PROBLEM DESCRIPTION -
Look below for the line with "the concrete sidewalk.". Extract that line and each one after it through the last, word for word.

(Coordinate annotation entries)
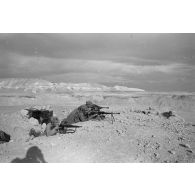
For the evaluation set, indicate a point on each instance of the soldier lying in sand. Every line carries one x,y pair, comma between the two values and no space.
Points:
52,128
80,114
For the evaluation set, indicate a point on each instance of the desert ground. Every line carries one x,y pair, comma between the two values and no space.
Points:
139,134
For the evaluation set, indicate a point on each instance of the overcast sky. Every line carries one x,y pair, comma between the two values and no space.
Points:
155,62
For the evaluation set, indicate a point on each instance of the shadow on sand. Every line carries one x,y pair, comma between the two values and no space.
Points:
33,155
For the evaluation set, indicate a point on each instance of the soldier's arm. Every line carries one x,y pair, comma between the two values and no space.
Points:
51,131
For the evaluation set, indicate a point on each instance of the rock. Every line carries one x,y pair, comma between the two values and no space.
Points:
34,121
171,151
24,113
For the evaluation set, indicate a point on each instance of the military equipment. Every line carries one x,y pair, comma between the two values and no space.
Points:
98,108
63,127
42,115
4,137
102,114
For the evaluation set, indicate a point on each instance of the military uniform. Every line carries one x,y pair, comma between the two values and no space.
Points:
80,114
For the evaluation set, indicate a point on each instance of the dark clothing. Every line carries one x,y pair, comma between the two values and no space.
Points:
80,114
4,137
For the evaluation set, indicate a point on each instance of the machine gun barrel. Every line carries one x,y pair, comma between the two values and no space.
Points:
69,126
101,107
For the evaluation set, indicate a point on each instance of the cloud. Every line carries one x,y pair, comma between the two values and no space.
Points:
37,66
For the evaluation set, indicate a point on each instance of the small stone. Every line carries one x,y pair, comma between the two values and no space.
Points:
184,145
171,151
24,113
190,151
34,121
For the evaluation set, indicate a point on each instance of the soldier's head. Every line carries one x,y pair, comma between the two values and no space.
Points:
89,103
55,121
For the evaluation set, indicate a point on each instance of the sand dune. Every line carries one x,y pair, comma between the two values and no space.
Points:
139,134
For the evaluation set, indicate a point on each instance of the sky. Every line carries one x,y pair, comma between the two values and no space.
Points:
153,62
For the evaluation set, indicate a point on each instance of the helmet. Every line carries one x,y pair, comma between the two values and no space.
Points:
89,103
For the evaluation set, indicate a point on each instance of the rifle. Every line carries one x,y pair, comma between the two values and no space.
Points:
63,127
102,113
98,108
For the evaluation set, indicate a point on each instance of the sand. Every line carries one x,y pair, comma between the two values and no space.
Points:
135,136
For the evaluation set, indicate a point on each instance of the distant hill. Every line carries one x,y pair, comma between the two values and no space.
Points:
39,85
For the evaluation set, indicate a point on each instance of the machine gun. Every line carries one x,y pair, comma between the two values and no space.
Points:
95,107
102,114
42,115
63,127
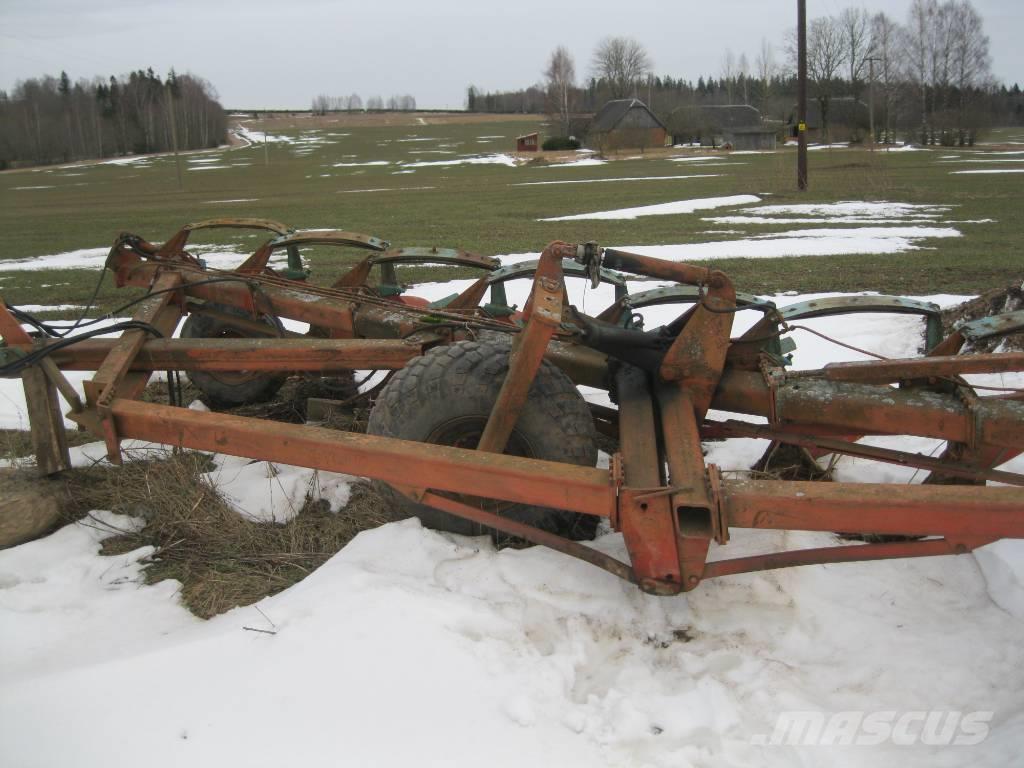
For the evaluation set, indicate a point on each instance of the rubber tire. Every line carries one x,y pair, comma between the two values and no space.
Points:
231,389
459,384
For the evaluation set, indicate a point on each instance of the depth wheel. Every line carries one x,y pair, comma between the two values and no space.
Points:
444,398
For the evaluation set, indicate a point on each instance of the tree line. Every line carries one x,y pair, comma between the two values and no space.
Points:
324,103
928,79
51,120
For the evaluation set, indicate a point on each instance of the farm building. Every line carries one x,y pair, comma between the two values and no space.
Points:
626,123
734,126
527,142
847,120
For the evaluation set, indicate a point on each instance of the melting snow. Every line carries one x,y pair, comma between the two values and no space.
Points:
626,178
662,209
477,160
407,632
579,163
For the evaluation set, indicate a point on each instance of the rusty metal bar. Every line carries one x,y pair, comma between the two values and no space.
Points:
648,525
118,363
847,553
902,458
690,501
510,478
534,535
865,409
883,372
953,511
543,313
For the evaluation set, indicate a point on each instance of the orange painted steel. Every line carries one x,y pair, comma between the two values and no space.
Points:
250,354
458,470
658,492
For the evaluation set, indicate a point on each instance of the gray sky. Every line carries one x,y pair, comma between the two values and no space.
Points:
282,53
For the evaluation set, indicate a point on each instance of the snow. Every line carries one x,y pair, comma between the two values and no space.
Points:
662,209
48,307
624,178
583,162
94,258
476,160
266,492
412,647
384,188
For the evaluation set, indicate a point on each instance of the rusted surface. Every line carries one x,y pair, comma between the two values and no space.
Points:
249,354
470,472
659,493
882,372
648,523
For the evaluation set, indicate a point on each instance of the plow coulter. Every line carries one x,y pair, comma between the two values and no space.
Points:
480,426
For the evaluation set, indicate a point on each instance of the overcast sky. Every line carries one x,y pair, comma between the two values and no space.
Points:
281,54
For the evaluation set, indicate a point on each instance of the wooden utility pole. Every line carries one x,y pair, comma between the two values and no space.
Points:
802,94
870,96
174,134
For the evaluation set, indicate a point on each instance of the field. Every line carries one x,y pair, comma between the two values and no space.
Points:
224,597
388,178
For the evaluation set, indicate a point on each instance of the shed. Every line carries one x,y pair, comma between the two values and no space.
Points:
848,119
527,142
626,123
716,125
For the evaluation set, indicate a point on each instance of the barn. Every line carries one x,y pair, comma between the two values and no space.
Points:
626,123
733,126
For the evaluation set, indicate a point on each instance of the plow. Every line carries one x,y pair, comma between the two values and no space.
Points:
479,425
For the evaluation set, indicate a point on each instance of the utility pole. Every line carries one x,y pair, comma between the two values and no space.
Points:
870,96
802,94
174,134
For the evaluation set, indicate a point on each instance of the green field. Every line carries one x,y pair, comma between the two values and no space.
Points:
484,208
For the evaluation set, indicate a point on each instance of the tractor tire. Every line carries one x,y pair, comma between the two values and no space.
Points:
229,388
444,398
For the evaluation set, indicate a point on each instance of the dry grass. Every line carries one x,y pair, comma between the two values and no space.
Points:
221,559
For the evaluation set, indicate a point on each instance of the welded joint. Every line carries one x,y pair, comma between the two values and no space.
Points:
719,519
971,403
774,377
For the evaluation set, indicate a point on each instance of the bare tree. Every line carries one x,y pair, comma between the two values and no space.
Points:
743,73
885,48
560,81
621,62
766,70
971,62
825,56
727,74
854,26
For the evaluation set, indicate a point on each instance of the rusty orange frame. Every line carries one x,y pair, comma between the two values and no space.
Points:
658,492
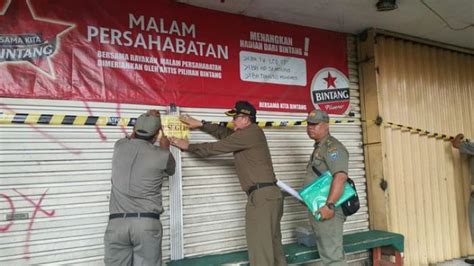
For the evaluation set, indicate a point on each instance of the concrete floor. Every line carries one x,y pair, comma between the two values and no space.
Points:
456,262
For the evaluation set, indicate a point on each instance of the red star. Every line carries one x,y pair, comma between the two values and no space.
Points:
19,19
330,80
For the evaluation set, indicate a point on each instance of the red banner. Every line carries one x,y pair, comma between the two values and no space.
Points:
163,52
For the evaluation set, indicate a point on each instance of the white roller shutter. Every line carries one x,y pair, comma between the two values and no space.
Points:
213,203
71,166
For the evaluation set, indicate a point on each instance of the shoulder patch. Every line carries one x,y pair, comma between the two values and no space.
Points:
334,155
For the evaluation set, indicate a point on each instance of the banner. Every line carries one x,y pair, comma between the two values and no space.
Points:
163,52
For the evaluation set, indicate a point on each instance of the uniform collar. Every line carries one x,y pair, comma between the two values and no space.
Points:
319,143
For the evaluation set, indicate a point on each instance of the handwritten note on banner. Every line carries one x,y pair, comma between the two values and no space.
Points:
275,69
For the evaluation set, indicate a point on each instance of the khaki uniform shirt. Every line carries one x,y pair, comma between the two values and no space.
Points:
253,162
328,155
138,169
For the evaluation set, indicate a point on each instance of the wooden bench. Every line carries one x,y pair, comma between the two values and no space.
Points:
377,241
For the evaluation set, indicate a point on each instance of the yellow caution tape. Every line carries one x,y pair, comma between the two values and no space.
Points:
77,120
421,132
173,127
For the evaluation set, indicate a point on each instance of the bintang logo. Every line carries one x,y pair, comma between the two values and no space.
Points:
330,91
27,39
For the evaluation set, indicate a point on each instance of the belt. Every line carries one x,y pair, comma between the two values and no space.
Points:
138,215
258,186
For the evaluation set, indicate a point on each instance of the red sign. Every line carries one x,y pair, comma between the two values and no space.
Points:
159,52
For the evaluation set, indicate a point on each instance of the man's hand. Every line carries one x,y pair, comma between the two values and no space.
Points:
164,141
190,121
183,144
326,213
153,112
457,140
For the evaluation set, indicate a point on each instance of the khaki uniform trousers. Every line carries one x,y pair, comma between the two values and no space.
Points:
328,235
133,241
262,227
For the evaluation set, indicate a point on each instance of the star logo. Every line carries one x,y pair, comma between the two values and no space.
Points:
330,80
27,39
327,94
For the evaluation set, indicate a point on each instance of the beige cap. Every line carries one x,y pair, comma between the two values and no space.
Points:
317,116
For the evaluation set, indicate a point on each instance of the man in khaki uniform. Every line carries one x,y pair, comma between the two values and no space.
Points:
134,232
329,155
255,171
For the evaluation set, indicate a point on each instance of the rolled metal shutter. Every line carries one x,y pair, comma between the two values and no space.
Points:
71,166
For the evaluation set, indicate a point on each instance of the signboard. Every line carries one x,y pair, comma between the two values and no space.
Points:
160,52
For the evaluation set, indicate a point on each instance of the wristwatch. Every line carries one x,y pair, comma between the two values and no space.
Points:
331,205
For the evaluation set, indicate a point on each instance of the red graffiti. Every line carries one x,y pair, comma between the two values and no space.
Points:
97,128
46,135
37,208
12,212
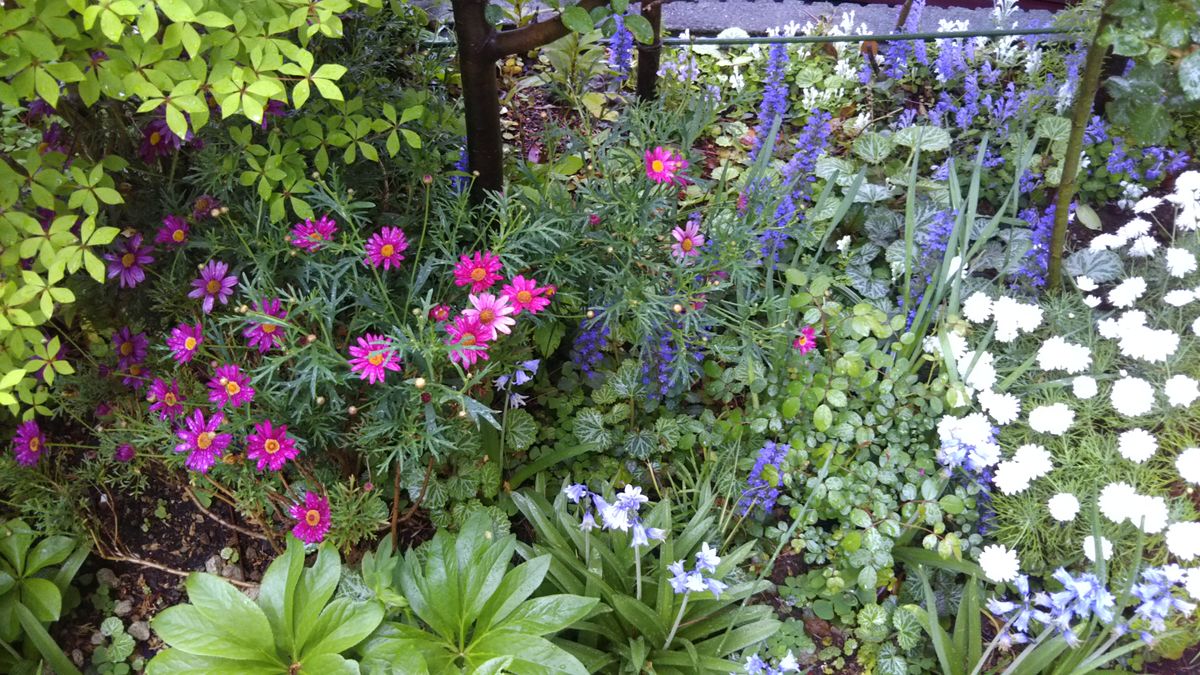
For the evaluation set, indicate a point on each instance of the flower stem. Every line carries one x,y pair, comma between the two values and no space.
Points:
675,627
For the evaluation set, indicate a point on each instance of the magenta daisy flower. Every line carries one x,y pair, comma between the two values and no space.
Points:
807,340
270,446
173,232
311,236
29,443
264,334
130,347
491,312
471,339
481,270
127,262
229,387
525,294
202,442
214,285
184,341
387,248
373,357
312,518
165,399
688,242
664,166
135,375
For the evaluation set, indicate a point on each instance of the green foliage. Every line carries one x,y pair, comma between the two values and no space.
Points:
604,563
295,625
35,584
474,611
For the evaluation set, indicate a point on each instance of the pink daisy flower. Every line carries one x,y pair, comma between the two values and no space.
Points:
229,386
127,262
130,347
202,442
688,240
471,338
373,357
214,285
312,518
165,399
264,334
664,166
481,270
29,443
385,248
807,340
184,341
311,236
491,312
270,446
525,294
173,232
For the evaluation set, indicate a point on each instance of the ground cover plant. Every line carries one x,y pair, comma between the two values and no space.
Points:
774,371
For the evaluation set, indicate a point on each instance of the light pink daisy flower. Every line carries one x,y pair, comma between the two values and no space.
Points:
184,341
311,236
471,338
229,387
664,166
385,248
688,240
491,312
805,341
373,357
481,270
270,446
312,518
525,294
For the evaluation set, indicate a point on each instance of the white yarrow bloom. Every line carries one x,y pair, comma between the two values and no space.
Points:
1000,563
1063,507
1084,387
1180,262
1005,408
1127,292
1133,396
1181,390
1054,419
1060,354
1137,444
1090,548
1188,465
1183,539
977,309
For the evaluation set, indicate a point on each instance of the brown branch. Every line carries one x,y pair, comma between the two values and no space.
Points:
531,36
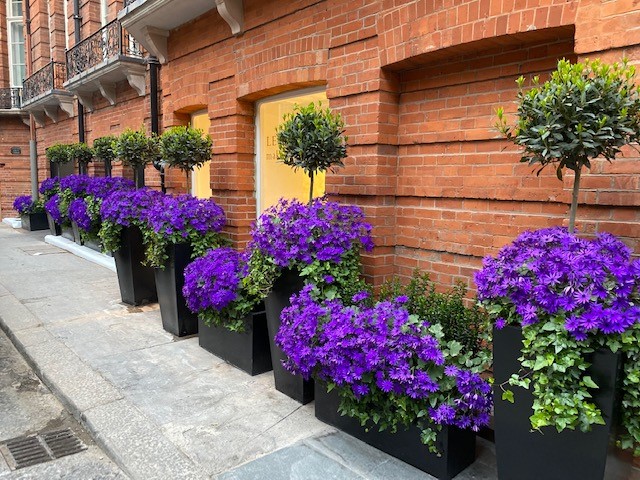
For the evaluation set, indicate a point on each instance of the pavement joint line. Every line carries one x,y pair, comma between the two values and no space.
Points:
81,251
62,398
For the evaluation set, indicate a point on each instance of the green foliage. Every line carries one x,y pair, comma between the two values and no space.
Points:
135,148
58,153
465,330
584,111
103,148
312,139
185,148
81,153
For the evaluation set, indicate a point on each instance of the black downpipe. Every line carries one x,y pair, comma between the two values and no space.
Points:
154,66
77,19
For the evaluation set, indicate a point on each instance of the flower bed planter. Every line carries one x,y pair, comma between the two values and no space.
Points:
176,317
34,221
526,455
249,351
293,386
54,227
137,283
458,446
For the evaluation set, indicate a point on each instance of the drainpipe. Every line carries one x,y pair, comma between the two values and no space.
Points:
77,22
154,66
33,153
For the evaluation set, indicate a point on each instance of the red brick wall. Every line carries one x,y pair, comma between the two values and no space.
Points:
14,175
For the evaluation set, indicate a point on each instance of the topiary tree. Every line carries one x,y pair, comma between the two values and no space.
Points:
312,139
58,154
103,150
584,111
81,153
185,148
136,150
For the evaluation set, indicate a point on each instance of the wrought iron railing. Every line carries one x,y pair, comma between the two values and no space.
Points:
108,42
50,77
10,98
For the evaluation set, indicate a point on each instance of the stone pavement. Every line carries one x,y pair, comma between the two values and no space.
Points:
162,407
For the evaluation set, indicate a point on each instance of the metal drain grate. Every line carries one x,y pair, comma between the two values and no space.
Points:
26,451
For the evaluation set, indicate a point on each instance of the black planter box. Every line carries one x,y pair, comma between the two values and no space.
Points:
54,227
291,385
67,232
249,351
457,447
34,221
137,283
76,233
176,316
526,455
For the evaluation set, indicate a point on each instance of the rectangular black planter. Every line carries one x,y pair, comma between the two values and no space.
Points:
137,283
291,385
67,232
176,316
34,221
249,351
526,455
76,233
54,228
457,447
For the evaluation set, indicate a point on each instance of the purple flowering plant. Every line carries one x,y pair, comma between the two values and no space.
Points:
123,208
25,205
321,240
391,368
180,219
570,296
213,289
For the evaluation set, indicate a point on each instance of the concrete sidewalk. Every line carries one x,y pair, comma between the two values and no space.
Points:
162,407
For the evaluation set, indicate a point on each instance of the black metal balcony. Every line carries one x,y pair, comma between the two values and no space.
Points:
10,98
48,78
110,42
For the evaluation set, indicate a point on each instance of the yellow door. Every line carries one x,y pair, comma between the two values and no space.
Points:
201,179
275,179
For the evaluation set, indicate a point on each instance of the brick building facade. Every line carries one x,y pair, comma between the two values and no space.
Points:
417,83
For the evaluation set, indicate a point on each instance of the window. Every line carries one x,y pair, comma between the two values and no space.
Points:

RESPONSE -
For the evaluation set, indicate a point on each instance of the concrete sidewalk. Every line carries one x,y pair, comma between the two values and no space.
Points:
162,407
For the evaluation set, indicate a point on each instance of the black metal balcony. Every line carries one x,y pair, comma between the two values and no space.
Points:
10,98
48,78
110,42
For the evaluation set, indicate a point on each instance of the yellow door. Every line carries one x,y pair, comma between the two values and no space.
Points:
201,179
275,179
For the evaluation set, indicate a point on each instance of the brick building facade. Every line carries one x,y pair, comma between the two values and no space.
Points:
417,83
For the evaluation set, indicate a point on each instance of the window. Every line carries one x,y pair, comma between the two values and no space.
Points:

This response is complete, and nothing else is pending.